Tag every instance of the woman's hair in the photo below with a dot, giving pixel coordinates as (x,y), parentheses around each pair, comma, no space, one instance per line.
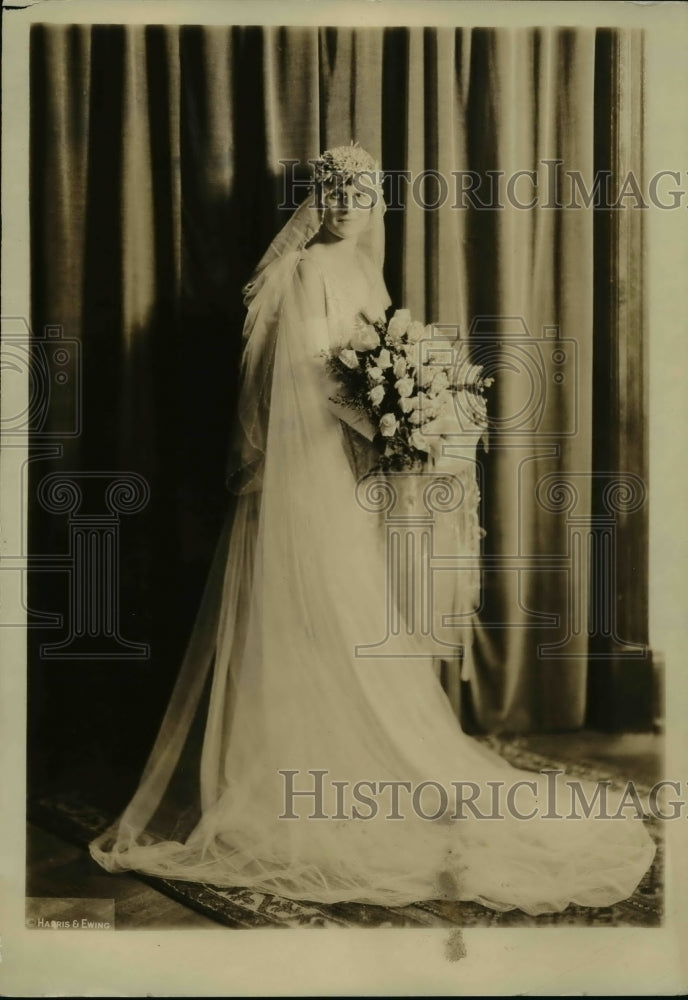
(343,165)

++++++++++++++++++++

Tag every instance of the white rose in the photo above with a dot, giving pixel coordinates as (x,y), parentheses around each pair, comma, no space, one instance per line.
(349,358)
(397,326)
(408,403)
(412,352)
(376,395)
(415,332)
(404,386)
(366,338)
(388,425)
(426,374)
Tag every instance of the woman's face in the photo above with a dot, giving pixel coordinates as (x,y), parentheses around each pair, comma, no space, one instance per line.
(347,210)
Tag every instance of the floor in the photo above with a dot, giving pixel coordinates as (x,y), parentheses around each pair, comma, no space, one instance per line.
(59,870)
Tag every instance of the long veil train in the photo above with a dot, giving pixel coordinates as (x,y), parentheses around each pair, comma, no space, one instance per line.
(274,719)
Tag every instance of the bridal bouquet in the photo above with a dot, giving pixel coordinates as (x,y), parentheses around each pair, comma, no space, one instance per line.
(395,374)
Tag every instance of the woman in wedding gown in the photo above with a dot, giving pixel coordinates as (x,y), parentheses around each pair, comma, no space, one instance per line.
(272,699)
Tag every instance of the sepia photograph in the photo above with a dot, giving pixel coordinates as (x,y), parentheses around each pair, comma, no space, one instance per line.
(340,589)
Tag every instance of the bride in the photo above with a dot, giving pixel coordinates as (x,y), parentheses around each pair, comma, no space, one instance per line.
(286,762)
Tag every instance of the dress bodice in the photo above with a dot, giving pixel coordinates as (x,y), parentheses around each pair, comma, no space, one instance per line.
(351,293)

++++++++++++++++++++

§ **Exercise prompt**
Collect every line in the records above that contains the string "woman", and list each one in full.

§ **Correct response**
Tag every instance of the woman's hair in the photo below with a dot, giving pixel coordinates as (x,y), parentheses around each pair, comma, no space, one instance per line.
Tag every instance of the woman's face in the photo above with a dot, giving pixel coordinates as (x,y), parentheses around each pair, comma, no space, one instance per line.
Tag every instance of the woman in wedding gown in the photo above with a dot, giving pixel coordinates as (x,y), parentheses around each pair, comma, no space, one instance per line.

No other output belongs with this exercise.